• INSTRUKSI TUGAS 1:
Salin lagi bagian teks tentang pengurusan KRK dan PBG, mulai dari kalimat yang memuat "Dijelaskannya, ia dikenakan" dan berhenti setelah "KRK maupun PBG.". Ganti kata "biaya" dengan "ongkos".

Meski hingga kini PBG rumahnya belum terbit, namun Keterangan Rencana Kota (KRK) yang diajukannya telah terbit. Penerbitan itu atas bantuan pihak ketiga setelah dua bulan berlalu.
"Saya pakai pihak ketiga biar nggak ribet. Soalnya saya kurang banyak waktu luang untuk mengurus itu. Jadi pakai pihak ketiga agar terima bersih. Memang saya bermohon sama pihak ketiga untuk dibantu. Mereka tidak menawarkan diri," ujarnya kepada Mistar pekan lalu.
Dijelaskannya, ia dikenakan biaya sebesar Rp5 juta hingga KRK selesai. Sejatinya, harga itu cukup tinggi dibanding mengurus sendiri. Namun Raju lebih memilih jalan itu agar tidak mengganggu waktu bekerjanya. Dengan demikian, Raju tidak mengetahui pelayanan di dinas terkait perihal kepengurusan KRK maupun PBG.
"Pihak ke tiga mengisi formulir KRK, lalu nanti mereka menghitung untuk konsultan dan lainnya hingga selesai. Jadi saya kurang tahu pelayanan di Perkim seperti apa," tuturnya.
Dilanjutkannya, nantinya setelah Dinas Perkim Medan meninjau lokasi bangunannya, ia akan mengeluarkan biaya lagi untuk penyelesaian PBG. Untuk waktu yang akan ditempuh, Raju mengaku tidak mempermasalahkannya.

• INSTRUKSI TUGAS 2:
Sebutkan berapa baris dalam entri di bawah yang memuat kata "bicycle", dengan huruf besar dan kecil dibedakan. Tulis angkanya saja.

• DAFTAR ENTRI:
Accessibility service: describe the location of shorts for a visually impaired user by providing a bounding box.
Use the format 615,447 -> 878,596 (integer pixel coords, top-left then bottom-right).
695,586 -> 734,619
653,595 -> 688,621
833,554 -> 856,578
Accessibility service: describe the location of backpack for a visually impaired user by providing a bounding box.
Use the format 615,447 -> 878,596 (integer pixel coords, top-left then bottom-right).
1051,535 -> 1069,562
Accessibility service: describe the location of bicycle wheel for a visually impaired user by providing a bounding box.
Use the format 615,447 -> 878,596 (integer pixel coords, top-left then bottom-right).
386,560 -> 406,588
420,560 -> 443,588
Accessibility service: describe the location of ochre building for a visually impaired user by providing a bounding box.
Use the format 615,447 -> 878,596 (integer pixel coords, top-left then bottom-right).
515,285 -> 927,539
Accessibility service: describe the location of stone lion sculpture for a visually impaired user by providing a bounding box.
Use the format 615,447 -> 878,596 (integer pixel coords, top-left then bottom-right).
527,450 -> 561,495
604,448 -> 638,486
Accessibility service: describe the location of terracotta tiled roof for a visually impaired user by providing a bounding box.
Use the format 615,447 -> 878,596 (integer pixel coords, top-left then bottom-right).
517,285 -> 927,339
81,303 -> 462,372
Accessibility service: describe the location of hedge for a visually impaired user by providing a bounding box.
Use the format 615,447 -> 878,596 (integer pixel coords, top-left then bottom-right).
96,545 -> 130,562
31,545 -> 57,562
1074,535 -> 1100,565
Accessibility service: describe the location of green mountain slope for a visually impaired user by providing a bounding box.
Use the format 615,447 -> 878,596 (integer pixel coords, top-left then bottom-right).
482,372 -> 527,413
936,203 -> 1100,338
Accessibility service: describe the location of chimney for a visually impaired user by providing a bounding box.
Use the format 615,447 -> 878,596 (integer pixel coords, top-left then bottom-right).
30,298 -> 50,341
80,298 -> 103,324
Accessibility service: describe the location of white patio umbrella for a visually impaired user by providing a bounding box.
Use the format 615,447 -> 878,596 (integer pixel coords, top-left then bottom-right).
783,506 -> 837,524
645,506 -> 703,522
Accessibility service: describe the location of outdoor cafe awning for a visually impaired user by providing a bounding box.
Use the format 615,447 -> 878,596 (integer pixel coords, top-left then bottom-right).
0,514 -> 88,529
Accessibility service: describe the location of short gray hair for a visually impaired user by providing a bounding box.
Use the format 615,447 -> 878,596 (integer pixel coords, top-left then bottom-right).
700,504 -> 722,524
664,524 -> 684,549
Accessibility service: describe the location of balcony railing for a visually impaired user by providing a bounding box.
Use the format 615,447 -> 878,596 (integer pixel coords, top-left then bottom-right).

• JAWABAN 1:
Dijelaskannya, ia dikenakan ongkos sebesar Rp5 juta hingga KRK selesai. Sejatinya, harga itu cukup tinggi dibanding mengurus sendiri. Namun Raju lebih memilih jalan itu agar tidak mengganggu waktu bekerjanya. Dengan demikian, Raju tidak mengetahui pelayanan di dinas terkait perihal kepengurusan KRK maupun PBG.

• JAWABAN 2:
1